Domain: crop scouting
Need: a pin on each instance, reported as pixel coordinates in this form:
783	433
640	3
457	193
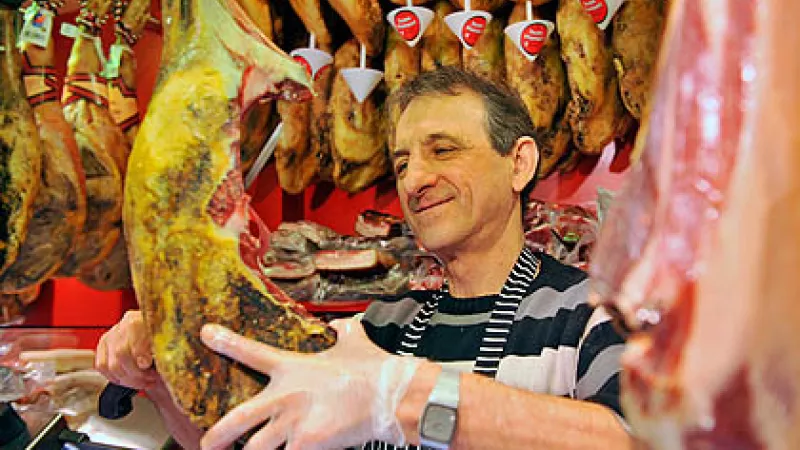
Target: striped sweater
556	343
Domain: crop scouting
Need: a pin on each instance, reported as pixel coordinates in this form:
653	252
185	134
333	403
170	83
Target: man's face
455	189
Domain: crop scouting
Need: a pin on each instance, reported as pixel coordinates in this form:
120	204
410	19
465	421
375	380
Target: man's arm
493	415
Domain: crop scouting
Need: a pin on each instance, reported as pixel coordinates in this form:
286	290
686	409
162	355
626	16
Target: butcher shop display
187	218
699	255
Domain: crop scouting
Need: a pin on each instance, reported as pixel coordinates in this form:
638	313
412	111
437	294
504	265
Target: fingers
254	354
124	354
239	421
275	433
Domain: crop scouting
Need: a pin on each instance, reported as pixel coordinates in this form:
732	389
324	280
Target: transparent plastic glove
344	396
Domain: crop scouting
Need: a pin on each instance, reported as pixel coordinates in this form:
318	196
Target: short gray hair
506	118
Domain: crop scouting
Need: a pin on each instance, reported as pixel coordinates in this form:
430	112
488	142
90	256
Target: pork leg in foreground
186	214
20	148
700	254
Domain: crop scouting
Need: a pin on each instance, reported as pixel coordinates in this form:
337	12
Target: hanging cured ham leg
103	147
700	254
193	258
20	148
130	18
59	210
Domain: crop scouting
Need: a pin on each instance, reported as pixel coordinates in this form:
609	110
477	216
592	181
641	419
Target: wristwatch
438	424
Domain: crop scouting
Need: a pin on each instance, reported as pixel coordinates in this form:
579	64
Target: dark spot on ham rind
91	165
269	322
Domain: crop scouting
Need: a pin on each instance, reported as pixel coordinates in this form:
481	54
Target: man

REQUIRED WORK = Transcribe each record above exactly, leaving every picture out of the copy.

EXPECTED OUTPUT =
Domain: crop scouting
Need: a pin on each instance, reported as pixel coordinates in this form:
783	433
640	3
457	193
Target: striped sweater
556	343
Domain: crop scouting
Need: a pin on each instance, reported as pixel coordinates in this form:
653	252
185	134
333	403
170	83
Target: man's face
455	189
Domain: crop scouting
Need: a pin on each instance, reported as pixel coordinates in this form:
120	204
410	19
465	421
375	380
Target: man's arm
493	415
Domain: crop scouting
Need: a pin on each instance, reported as pixel coordinates in this form:
286	290
686	409
162	355
626	16
Target: butcher shop display
187	218
699	255
Domain: crop scouting
Need: a pin on each instance, reported as pixel coordinates in this form:
638	313
412	111
437	294
504	265
Target: fingers
254	354
124	354
239	421
275	433
Domain: crop scouting
Need: a pin on each instance, reported as pixel coordinates in this form:
732	389
324	280
Target: transparent plastic glove
344	396
Domain: crop scouting
Need: a pin on each instance, reported as pixel coordinates in this form:
318	196
Target: short gray hair
506	118
Domain: crop scouting
Need: a pin on each instance, reported as pixel coordinates in this form:
430	112
488	142
90	256
Target: pork leg in foreground
186	214
20	148
700	254
Domain: crop scouting
Need: a pin on each instance, reported as pixel coordinates in this form:
337	12
Target: hanging cured ham leg
103	147
700	254
193	258
20	148
130	18
59	210
Domain: crop scouting
Need: a pin on each instance, reported as pixel coordinates in this form:
609	110
477	216
592	181
641	419
Target: wristwatch
438	424
Domain: crop scouting
Need: a pin on each instance, reported as pixel coordinates in this form:
579	64
Target: dark spot on ham rind
91	165
269	322
Domain: crop scouting
Need: a pin on each instance, reported as pixel coordinates in this form:
481	54
Target: man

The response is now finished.